-- WRITTEN PROBLEM --
Take the line that has "Find the green" in it and every line after it to the end of the entries, and reproduce them exactly.

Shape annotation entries
-- begin --

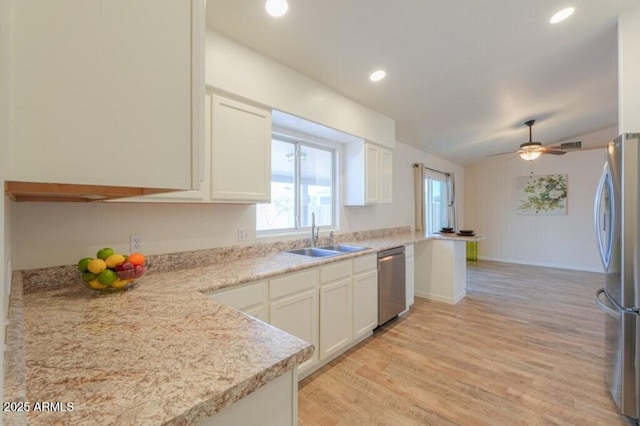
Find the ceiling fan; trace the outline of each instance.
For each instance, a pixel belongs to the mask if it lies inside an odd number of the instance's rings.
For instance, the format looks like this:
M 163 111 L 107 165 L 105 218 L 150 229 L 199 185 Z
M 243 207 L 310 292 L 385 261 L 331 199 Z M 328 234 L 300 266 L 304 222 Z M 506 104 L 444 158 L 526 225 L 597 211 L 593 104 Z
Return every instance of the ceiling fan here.
M 525 142 L 520 145 L 520 149 L 515 152 L 502 152 L 500 154 L 492 154 L 488 157 L 493 157 L 495 155 L 503 155 L 503 154 L 518 154 L 520 158 L 523 160 L 533 161 L 536 158 L 540 157 L 542 154 L 553 154 L 553 155 L 564 155 L 569 150 L 580 149 L 582 148 L 582 141 L 577 142 L 567 142 L 562 143 L 557 146 L 542 146 L 540 142 L 534 142 L 531 137 L 531 128 L 536 120 L 529 120 L 524 123 L 526 126 L 529 126 L 529 142 Z

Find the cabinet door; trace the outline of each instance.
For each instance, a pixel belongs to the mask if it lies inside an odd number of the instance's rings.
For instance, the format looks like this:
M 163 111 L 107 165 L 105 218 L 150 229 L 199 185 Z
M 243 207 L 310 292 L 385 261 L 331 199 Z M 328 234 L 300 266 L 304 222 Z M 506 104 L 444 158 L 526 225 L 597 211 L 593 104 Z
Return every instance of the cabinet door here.
M 204 97 L 204 180 L 200 182 L 200 189 L 191 191 L 166 192 L 162 194 L 145 195 L 142 197 L 127 197 L 110 200 L 115 203 L 202 203 L 209 199 L 211 170 L 211 93 Z
M 366 335 L 378 325 L 378 271 L 353 277 L 353 338 Z
M 409 309 L 409 307 L 411 305 L 413 305 L 413 302 L 415 301 L 414 298 L 414 291 L 415 291 L 415 275 L 414 275 L 414 268 L 415 268 L 415 258 L 413 256 L 411 257 L 406 257 L 405 258 L 405 265 L 406 265 L 406 269 L 405 269 L 405 279 L 406 279 L 406 295 L 407 295 L 407 309 Z
M 271 200 L 271 111 L 213 95 L 211 198 Z
M 380 148 L 380 203 L 391 204 L 393 188 L 393 152 Z
M 320 287 L 320 360 L 352 341 L 351 277 Z
M 313 356 L 298 366 L 302 374 L 318 362 L 318 290 L 307 290 L 284 297 L 269 305 L 269 323 L 311 343 Z
M 197 188 L 204 31 L 202 0 L 16 1 L 8 180 Z
M 365 203 L 380 201 L 380 149 L 371 144 L 365 146 Z

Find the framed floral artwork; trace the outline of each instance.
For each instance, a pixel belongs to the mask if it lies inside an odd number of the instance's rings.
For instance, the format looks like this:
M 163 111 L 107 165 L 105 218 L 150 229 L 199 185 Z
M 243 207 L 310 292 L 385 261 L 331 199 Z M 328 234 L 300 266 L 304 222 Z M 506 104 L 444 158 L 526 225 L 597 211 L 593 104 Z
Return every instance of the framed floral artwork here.
M 567 175 L 532 175 L 516 178 L 518 214 L 567 214 Z

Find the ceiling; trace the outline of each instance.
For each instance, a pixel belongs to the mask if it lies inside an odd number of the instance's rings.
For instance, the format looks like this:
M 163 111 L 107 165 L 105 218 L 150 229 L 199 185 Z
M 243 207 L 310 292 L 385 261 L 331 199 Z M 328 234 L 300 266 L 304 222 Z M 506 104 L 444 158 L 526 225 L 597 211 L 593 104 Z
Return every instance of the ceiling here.
M 272 18 L 263 0 L 208 0 L 207 26 L 394 119 L 399 142 L 468 165 L 516 150 L 529 119 L 543 145 L 617 126 L 616 18 L 637 4 L 289 0 Z

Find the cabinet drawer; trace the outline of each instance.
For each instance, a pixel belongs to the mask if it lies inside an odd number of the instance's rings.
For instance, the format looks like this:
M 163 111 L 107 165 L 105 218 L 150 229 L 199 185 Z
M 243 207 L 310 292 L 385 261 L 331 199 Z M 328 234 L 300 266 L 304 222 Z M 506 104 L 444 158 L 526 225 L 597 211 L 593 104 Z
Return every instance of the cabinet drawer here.
M 364 271 L 378 268 L 378 256 L 375 254 L 368 254 L 366 256 L 360 256 L 353 259 L 353 273 L 359 274 Z
M 269 281 L 269 299 L 273 300 L 288 294 L 314 288 L 317 282 L 318 275 L 316 269 L 275 278 Z
M 413 257 L 413 244 L 407 244 L 404 246 L 405 257 Z
M 320 268 L 320 283 L 328 283 L 351 276 L 351 261 L 336 262 Z
M 209 293 L 208 296 L 236 309 L 243 309 L 248 306 L 266 302 L 267 283 L 261 281 L 242 287 L 216 291 L 214 293 Z

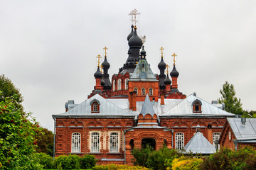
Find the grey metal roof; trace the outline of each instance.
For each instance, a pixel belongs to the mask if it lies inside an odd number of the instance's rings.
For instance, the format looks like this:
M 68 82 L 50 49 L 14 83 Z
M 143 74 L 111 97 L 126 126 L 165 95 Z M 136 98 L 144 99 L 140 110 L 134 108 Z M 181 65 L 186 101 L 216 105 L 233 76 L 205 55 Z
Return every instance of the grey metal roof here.
M 184 149 L 193 154 L 213 154 L 216 149 L 200 132 L 197 132 L 184 147 Z
M 143 103 L 141 113 L 144 116 L 145 116 L 146 114 L 150 114 L 153 116 L 155 114 L 148 94 L 146 94 L 145 101 Z
M 99 101 L 100 103 L 99 113 L 91 113 L 90 103 L 95 99 Z M 105 99 L 99 94 L 95 94 L 68 112 L 55 115 L 54 116 L 134 117 L 134 115 L 118 107 L 117 105 L 112 103 L 110 100 Z
M 228 118 L 227 120 L 238 140 L 256 140 L 255 118 L 247 118 L 245 125 L 242 124 L 241 118 Z
M 201 101 L 201 113 L 193 113 L 192 103 L 195 100 L 199 100 Z M 176 106 L 173 107 L 169 111 L 166 112 L 162 116 L 170 115 L 193 115 L 193 116 L 235 116 L 234 114 L 226 112 L 218 107 L 203 101 L 193 95 L 190 95 Z

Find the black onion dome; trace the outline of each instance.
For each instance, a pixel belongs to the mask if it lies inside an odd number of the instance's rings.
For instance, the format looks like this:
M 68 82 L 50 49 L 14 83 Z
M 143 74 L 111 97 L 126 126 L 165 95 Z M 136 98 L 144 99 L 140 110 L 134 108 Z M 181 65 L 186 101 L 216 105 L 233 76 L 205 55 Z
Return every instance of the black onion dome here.
M 134 30 L 133 30 L 133 28 L 134 28 L 134 26 L 133 26 L 133 25 L 132 25 L 132 31 L 131 31 L 131 33 L 128 35 L 128 36 L 127 36 L 127 40 L 129 41 L 129 40 L 132 37 L 132 35 L 133 35 L 133 34 L 134 34 Z
M 105 84 L 106 83 L 105 82 L 104 79 L 102 79 L 101 81 L 100 81 L 100 85 L 102 85 L 103 86 L 104 85 L 105 85 Z
M 105 57 L 105 59 L 104 60 L 104 62 L 102 64 L 102 66 L 103 67 L 104 69 L 108 69 L 110 67 L 110 63 L 107 60 L 107 57 Z
M 171 84 L 171 80 L 170 79 L 170 78 L 169 78 L 169 75 L 167 74 L 167 76 L 164 80 L 164 84 Z
M 158 67 L 159 69 L 165 69 L 166 67 L 166 64 L 164 62 L 163 57 L 161 57 L 159 64 L 158 64 Z
M 178 76 L 179 73 L 178 73 L 178 71 L 176 69 L 175 65 L 174 65 L 173 70 L 171 72 L 170 75 L 171 75 L 171 76 Z
M 134 28 L 134 33 L 132 37 L 129 40 L 128 45 L 129 47 L 142 47 L 142 40 L 137 34 L 137 28 Z
M 102 78 L 102 76 L 103 76 L 103 75 L 102 75 L 102 74 L 101 73 L 101 72 L 100 71 L 100 68 L 99 68 L 99 67 L 98 67 L 96 72 L 95 72 L 95 74 L 94 74 L 94 76 L 95 76 L 95 78 Z

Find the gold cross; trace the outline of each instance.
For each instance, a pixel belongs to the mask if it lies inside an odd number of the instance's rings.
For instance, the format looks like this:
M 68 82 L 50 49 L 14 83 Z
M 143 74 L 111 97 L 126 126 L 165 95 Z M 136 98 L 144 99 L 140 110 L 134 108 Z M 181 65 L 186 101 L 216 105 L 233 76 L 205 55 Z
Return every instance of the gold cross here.
M 96 57 L 96 58 L 98 59 L 97 63 L 98 63 L 98 67 L 100 67 L 100 59 L 102 58 L 102 57 L 100 57 L 100 55 L 98 55 L 98 56 Z
M 161 50 L 161 57 L 163 57 L 163 50 L 164 50 L 164 48 L 163 48 L 163 47 L 161 47 L 159 50 Z
M 169 71 L 168 71 L 168 68 L 169 68 L 170 67 L 169 66 L 169 64 L 166 64 L 166 68 L 167 68 L 166 72 L 167 74 L 169 74 Z
M 105 47 L 103 48 L 103 50 L 105 50 L 105 57 L 107 57 L 107 47 L 105 46 Z
M 175 53 L 174 53 L 174 55 L 171 56 L 174 57 L 174 65 L 175 65 L 175 57 L 177 57 L 177 55 Z

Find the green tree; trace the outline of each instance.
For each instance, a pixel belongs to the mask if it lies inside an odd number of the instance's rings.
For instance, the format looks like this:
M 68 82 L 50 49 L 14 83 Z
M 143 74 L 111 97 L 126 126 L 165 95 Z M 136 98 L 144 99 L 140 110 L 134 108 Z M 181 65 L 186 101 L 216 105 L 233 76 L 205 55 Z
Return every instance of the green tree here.
M 17 109 L 23 109 L 21 103 L 23 98 L 19 92 L 19 90 L 14 85 L 11 81 L 4 74 L 0 75 L 0 102 L 5 101 L 6 97 L 16 96 L 15 106 Z M 23 110 L 22 110 L 23 111 Z
M 235 97 L 234 85 L 230 84 L 227 81 L 223 86 L 223 89 L 220 90 L 222 95 L 218 101 L 219 103 L 225 103 L 225 110 L 229 113 L 242 115 L 242 108 L 240 98 Z

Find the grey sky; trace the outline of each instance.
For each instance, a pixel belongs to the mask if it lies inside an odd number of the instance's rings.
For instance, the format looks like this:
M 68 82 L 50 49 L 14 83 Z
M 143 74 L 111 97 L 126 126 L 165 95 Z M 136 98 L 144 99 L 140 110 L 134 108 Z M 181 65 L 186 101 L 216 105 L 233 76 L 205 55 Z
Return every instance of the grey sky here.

-- end --

-- RESULT OF THE TASK --
Find the green tree; trace the outline of each instance.
For each instance, a pixel belongs to the mask if it lies inside an odd number of the instance's rings.
For instance, the format looks like this:
M 68 82 L 50 49 L 14 83 Z
M 143 74 L 111 97 L 126 126 L 165 95 Z M 136 98 L 144 99 L 140 110 L 134 108 Z M 181 65 L 186 101 L 216 105 L 233 76 L 205 55 Z
Return every instance of the green tree here.
M 17 109 L 23 109 L 21 103 L 23 98 L 19 92 L 19 90 L 14 85 L 11 81 L 4 74 L 0 75 L 0 102 L 5 101 L 6 97 L 16 96 L 15 106 Z M 23 110 L 22 110 L 23 111 Z
M 235 97 L 234 85 L 230 84 L 227 81 L 223 86 L 223 89 L 220 90 L 222 95 L 218 101 L 219 103 L 225 103 L 225 110 L 229 113 L 242 115 L 242 108 L 240 98 Z

Find the grey sky; trace the outline of each instance.
For each instance, a pixel belongs to the mask if it lies inside an odd number of the instance's rings.
For instance, the format looks like this:
M 68 82 L 50 49 L 14 83 Z
M 143 74 L 111 97 L 126 126 L 165 95 Z M 136 98 L 144 99 L 140 110 L 134 108 Z M 181 65 L 186 101 L 216 105 L 233 76 L 205 55 Z
Return every instance of the grey sky here.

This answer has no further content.